=== The records ===
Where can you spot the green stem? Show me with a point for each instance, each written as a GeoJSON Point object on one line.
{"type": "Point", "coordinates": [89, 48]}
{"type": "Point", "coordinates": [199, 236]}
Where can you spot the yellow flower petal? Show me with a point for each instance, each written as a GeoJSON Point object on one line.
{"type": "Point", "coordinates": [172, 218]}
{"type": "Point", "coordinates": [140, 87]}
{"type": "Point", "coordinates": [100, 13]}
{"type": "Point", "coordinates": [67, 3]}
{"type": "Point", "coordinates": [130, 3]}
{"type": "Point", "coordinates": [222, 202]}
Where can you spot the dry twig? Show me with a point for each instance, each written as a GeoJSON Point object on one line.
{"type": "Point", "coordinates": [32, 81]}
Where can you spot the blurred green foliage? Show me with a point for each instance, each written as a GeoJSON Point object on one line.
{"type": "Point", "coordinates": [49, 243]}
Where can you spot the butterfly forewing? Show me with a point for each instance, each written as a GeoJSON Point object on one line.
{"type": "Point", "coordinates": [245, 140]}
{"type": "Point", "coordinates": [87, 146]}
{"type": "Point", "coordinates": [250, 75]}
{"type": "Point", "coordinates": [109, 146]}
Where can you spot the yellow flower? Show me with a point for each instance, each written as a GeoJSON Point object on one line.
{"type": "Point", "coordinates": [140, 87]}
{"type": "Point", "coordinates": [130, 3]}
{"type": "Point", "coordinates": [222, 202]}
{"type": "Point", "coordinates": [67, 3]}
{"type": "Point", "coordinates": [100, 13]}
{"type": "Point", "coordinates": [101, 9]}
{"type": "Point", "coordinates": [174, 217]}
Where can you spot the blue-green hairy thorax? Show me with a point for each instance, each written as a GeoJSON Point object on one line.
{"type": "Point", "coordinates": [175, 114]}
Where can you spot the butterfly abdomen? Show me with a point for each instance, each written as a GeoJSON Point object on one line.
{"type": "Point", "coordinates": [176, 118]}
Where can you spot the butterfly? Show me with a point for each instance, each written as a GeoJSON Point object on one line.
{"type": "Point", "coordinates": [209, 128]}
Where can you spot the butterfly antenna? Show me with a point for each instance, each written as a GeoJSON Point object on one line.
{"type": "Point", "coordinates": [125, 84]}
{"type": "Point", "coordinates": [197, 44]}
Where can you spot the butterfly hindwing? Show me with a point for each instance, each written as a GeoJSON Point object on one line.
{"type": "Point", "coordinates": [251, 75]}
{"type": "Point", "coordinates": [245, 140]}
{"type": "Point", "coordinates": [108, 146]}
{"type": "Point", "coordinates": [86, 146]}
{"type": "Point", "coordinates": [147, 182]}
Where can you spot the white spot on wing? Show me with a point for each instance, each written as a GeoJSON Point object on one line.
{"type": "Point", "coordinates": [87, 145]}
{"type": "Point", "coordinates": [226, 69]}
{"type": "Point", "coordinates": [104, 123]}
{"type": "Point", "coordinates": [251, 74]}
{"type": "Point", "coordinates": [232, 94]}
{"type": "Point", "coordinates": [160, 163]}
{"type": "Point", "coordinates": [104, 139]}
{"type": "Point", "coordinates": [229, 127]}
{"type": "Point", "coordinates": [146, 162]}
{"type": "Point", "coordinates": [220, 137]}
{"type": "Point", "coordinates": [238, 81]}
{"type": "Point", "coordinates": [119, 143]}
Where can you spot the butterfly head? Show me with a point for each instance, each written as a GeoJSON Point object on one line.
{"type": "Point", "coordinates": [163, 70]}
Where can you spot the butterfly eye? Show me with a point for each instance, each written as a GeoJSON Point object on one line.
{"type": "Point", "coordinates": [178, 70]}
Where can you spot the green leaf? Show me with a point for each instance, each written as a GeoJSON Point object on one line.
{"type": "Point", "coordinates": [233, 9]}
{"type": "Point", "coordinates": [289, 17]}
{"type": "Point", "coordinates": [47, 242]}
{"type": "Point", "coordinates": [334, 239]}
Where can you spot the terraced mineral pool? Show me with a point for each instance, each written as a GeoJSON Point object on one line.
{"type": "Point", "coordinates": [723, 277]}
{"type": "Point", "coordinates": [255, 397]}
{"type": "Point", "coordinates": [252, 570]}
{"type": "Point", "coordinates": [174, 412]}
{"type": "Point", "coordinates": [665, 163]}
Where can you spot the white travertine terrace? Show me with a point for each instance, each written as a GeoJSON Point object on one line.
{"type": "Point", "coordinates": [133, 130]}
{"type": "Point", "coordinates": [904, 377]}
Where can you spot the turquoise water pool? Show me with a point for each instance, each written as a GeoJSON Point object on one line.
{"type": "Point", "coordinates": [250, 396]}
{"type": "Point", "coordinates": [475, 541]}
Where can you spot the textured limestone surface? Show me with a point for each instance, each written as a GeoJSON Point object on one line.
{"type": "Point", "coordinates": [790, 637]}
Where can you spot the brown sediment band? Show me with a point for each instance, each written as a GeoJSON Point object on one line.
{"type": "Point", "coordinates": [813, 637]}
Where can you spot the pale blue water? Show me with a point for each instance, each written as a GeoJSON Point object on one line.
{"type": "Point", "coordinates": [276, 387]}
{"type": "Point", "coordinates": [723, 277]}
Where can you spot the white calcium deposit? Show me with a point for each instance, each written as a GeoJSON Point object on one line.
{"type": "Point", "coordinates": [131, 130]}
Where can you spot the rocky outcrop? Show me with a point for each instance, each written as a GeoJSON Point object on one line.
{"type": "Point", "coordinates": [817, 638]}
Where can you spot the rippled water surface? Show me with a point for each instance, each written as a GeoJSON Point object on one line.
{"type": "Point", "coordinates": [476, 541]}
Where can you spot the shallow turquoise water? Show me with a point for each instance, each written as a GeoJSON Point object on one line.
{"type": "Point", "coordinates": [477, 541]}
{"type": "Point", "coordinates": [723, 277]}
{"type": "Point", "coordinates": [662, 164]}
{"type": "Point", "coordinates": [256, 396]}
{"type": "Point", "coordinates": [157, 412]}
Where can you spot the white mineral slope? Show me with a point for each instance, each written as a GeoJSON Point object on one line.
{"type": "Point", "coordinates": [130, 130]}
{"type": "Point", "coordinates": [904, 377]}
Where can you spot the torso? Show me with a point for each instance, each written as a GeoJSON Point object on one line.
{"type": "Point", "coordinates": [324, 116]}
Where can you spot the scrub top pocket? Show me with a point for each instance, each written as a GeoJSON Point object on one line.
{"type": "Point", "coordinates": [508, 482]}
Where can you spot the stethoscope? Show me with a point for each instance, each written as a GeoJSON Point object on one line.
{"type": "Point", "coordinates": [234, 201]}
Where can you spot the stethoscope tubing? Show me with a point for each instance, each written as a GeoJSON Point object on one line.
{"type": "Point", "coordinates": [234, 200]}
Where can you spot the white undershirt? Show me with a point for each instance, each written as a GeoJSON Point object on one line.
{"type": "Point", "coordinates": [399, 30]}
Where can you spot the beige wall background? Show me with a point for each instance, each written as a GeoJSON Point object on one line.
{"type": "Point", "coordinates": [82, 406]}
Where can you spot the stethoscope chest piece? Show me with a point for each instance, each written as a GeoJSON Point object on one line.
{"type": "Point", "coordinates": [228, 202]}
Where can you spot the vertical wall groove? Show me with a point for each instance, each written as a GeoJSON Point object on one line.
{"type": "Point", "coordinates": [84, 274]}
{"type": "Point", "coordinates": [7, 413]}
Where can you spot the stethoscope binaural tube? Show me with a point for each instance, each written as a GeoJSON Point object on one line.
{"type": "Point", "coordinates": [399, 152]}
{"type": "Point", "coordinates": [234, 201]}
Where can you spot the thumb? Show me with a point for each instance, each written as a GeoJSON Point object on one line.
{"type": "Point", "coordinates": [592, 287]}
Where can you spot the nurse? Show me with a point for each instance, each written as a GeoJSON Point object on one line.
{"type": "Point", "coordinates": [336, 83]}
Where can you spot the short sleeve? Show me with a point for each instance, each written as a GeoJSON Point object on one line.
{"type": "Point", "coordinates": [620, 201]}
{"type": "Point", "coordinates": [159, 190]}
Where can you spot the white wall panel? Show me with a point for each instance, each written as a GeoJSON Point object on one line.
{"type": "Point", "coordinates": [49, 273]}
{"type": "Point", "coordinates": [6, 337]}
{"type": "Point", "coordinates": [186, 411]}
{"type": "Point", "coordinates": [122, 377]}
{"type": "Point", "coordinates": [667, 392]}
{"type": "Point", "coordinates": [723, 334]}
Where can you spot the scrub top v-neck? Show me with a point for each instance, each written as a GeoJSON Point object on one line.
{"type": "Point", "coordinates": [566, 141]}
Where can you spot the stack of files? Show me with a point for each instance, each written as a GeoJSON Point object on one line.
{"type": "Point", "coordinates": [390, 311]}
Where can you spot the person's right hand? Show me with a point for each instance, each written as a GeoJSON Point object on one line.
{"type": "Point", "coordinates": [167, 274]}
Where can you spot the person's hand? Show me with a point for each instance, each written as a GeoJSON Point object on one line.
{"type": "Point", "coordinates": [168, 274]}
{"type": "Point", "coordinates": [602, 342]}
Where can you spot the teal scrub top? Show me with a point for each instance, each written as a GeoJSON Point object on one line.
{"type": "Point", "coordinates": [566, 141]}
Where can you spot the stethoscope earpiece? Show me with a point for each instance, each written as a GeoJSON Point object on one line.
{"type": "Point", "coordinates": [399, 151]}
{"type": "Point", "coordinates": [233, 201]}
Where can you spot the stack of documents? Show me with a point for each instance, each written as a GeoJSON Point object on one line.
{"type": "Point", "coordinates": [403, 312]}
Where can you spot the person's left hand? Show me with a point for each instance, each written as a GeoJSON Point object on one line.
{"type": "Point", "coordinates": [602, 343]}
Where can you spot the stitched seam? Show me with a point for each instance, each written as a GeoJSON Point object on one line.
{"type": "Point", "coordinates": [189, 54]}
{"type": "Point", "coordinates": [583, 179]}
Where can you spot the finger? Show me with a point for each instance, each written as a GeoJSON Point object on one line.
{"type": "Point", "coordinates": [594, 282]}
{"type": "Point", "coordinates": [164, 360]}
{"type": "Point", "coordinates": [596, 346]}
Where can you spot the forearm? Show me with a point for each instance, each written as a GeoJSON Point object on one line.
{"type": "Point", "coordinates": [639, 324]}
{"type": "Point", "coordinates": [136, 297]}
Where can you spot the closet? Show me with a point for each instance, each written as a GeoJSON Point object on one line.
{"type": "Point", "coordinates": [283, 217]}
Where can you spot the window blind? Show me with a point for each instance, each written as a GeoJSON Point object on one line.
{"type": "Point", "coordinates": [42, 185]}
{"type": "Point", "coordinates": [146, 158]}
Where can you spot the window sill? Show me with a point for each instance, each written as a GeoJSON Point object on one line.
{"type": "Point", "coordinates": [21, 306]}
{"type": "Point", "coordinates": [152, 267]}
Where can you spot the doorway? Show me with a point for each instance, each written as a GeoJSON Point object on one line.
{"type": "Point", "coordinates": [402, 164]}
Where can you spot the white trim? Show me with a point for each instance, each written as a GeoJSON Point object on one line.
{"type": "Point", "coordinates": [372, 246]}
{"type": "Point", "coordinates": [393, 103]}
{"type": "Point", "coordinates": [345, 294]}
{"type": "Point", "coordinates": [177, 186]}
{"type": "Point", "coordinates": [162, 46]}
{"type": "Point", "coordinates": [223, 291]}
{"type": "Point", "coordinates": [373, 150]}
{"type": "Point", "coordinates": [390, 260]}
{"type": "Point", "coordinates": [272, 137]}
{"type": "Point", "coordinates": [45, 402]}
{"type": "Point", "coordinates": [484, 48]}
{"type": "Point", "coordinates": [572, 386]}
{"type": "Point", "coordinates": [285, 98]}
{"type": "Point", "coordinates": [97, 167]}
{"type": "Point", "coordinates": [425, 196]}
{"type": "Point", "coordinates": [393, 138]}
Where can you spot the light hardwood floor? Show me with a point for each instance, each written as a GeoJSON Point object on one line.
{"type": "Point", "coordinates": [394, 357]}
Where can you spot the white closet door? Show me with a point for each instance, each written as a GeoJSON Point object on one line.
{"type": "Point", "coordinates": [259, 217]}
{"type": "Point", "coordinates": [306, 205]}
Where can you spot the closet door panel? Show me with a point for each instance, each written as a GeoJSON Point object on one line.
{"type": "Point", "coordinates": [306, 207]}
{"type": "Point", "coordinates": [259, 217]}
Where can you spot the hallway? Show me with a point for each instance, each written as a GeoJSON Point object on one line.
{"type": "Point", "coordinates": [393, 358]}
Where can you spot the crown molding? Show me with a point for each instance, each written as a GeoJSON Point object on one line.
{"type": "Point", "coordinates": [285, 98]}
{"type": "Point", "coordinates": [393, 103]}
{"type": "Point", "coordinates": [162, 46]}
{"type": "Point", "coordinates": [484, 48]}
===
Prompt.
Extract every line from the one with "Where can you spot the light" down to the final line above, both included, exactly as written.

Solution.
Where can you spot the light hardwood floor? Show me with a point for each instance, each written as a GeoJSON Point object on one line.
{"type": "Point", "coordinates": [394, 357]}
Where can you spot the white closet door? Show me with a point for each instance, each written as a GeoJSON Point object on one line.
{"type": "Point", "coordinates": [259, 217]}
{"type": "Point", "coordinates": [306, 205]}
Where can you spot the closet door panel? Show me with a point for each instance, each written as a GeoJSON Point object on one line.
{"type": "Point", "coordinates": [306, 207]}
{"type": "Point", "coordinates": [259, 217]}
Where can you spot the hallway? Show me with a point for each instance, each written as a GeoJSON Point object on one line.
{"type": "Point", "coordinates": [393, 358]}
Where can you spot the crown molding? Show me with a point for each instance, each written as a GeoJSON Point object on one line.
{"type": "Point", "coordinates": [285, 98]}
{"type": "Point", "coordinates": [393, 103]}
{"type": "Point", "coordinates": [162, 46]}
{"type": "Point", "coordinates": [484, 48]}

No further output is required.